_AIM OF THE TASK_
Copy the rows below word for word, beginning at the line that contains "Please give the outline of every instance of the valley" and continuing through the last line of the rows.

_INFORMATION PROVIDED_
◆ ◆ ◆

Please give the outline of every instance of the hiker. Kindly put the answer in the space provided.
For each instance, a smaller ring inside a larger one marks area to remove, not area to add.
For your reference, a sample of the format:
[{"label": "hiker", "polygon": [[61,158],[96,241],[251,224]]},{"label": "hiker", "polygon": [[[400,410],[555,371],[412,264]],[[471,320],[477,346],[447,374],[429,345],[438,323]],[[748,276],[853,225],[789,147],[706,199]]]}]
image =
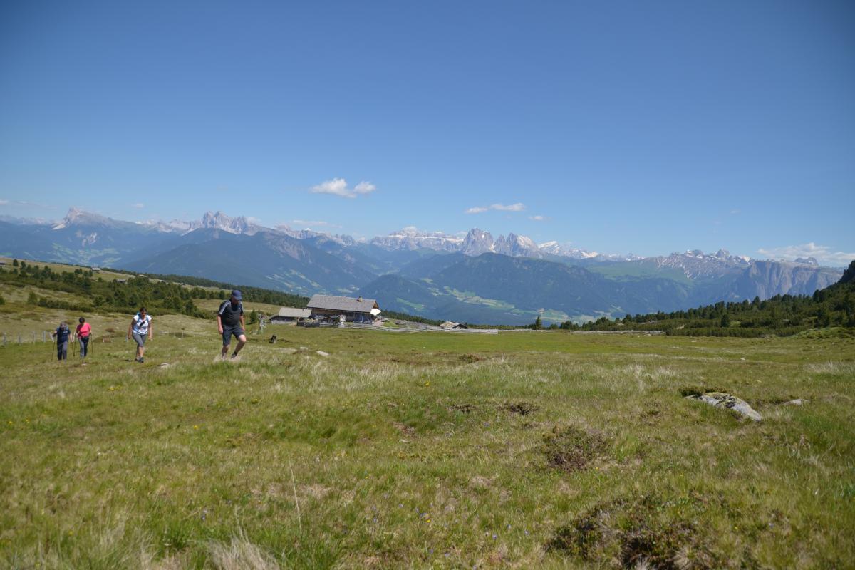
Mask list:
[{"label": "hiker", "polygon": [[80,317],[80,325],[74,330],[77,340],[80,343],[80,358],[86,358],[89,354],[89,336],[92,333],[92,327],[89,326],[86,320]]},{"label": "hiker", "polygon": [[68,326],[65,324],[64,320],[59,324],[56,331],[50,333],[50,338],[56,339],[56,360],[68,359],[68,338],[70,336],[71,331],[68,330]]},{"label": "hiker", "polygon": [[216,326],[222,335],[222,351],[220,358],[226,360],[228,345],[232,344],[232,335],[238,339],[238,346],[232,353],[232,359],[238,357],[240,349],[246,344],[246,334],[244,332],[244,305],[240,303],[240,291],[235,289],[228,301],[223,301],[216,314]]},{"label": "hiker", "polygon": [[154,336],[151,315],[148,314],[144,307],[140,307],[139,312],[134,314],[131,320],[131,324],[127,327],[127,338],[130,338],[131,335],[133,335],[133,340],[137,342],[137,357],[133,360],[137,362],[142,362],[143,353],[145,352],[145,349],[143,347],[145,344],[145,337],[147,335],[149,338],[151,338]]}]

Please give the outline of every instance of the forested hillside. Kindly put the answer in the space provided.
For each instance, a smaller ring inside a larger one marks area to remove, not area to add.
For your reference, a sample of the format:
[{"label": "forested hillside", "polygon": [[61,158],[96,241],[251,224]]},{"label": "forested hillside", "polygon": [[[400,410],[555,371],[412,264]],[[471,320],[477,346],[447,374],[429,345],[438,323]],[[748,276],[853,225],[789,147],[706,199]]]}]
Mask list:
[{"label": "forested hillside", "polygon": [[671,313],[599,319],[581,326],[567,321],[569,330],[662,331],[667,334],[713,337],[787,336],[809,328],[855,328],[855,261],[834,285],[813,295],[775,295],[770,299],[716,303]]}]

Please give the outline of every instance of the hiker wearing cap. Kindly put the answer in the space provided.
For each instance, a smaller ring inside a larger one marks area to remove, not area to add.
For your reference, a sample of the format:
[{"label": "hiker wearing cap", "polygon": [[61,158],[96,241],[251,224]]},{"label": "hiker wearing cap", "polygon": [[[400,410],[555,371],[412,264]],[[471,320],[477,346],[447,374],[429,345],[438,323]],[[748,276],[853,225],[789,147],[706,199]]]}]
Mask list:
[{"label": "hiker wearing cap", "polygon": [[145,352],[145,338],[151,338],[154,336],[154,328],[151,326],[151,315],[148,314],[144,307],[139,308],[139,312],[131,319],[131,324],[127,327],[127,338],[133,336],[133,340],[137,343],[137,357],[133,360],[137,362],[143,361],[143,353]]},{"label": "hiker wearing cap", "polygon": [[63,320],[56,327],[56,330],[50,333],[50,336],[56,339],[56,360],[68,360],[68,338],[71,337],[71,331]]},{"label": "hiker wearing cap", "polygon": [[228,345],[232,344],[232,335],[238,339],[238,346],[232,353],[232,358],[237,358],[240,349],[246,344],[246,334],[244,332],[244,305],[240,303],[240,291],[235,289],[228,301],[223,301],[220,310],[216,313],[216,326],[222,335],[222,352],[220,358],[226,359],[228,354]]},{"label": "hiker wearing cap", "polygon": [[86,355],[89,354],[89,335],[92,333],[92,327],[83,317],[80,317],[80,323],[74,333],[77,335],[77,340],[80,343],[80,358],[86,358]]}]

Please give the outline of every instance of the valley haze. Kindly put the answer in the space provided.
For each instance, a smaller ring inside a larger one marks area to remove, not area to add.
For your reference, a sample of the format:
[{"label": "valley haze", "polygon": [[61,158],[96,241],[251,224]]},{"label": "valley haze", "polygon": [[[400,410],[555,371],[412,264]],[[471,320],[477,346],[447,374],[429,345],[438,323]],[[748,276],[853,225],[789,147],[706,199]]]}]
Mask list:
[{"label": "valley haze", "polygon": [[811,295],[839,267],[724,250],[641,257],[540,244],[473,228],[409,227],[370,240],[207,212],[130,222],[71,209],[58,221],[5,217],[0,255],[204,277],[312,295],[363,295],[381,309],[458,322],[522,325],[669,312],[775,295]]}]

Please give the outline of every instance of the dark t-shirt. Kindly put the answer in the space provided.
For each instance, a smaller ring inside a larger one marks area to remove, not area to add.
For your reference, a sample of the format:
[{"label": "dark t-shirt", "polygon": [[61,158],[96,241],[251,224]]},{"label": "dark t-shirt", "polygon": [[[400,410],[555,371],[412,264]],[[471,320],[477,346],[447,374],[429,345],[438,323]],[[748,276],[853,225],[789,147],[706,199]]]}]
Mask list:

◆ ◆ ◆

_FINAL ANSWER_
Please give the outline of every instance of the valley haze. Kindly put the answer in the space provided.
For each instance, a smaller ring inside a larger one marks area to remove, not area to add.
For your reference, a sample of the format:
[{"label": "valley haze", "polygon": [[61,158],[96,241],[251,224]]},{"label": "valley haze", "polygon": [[[400,410],[555,371],[412,264]],[[471,320],[477,346],[447,374],[429,345],[438,323]],[[748,276],[853,225],[789,147],[706,199]]]}]
Mask list:
[{"label": "valley haze", "polygon": [[811,295],[839,267],[724,250],[641,257],[540,244],[473,228],[409,227],[370,240],[207,212],[130,222],[71,209],[58,221],[5,217],[0,255],[204,277],[312,295],[363,295],[381,309],[458,322],[522,325],[669,312],[775,295]]}]

Please give the outline of every instance of the dark t-shirt. Kindly put the answer in the space provided.
For each instance, a smaller ring inside a larger one marks area to remove, not area to add.
For your reference, a sample of the format:
[{"label": "dark t-shirt", "polygon": [[61,158],[96,241],[251,224]]},{"label": "dark t-shirt", "polygon": [[[400,410],[555,371],[412,264]],[[471,320],[477,346],[447,374],[429,345],[438,323]],[[748,276],[853,225],[789,147],[706,199]]]}]
Mask list:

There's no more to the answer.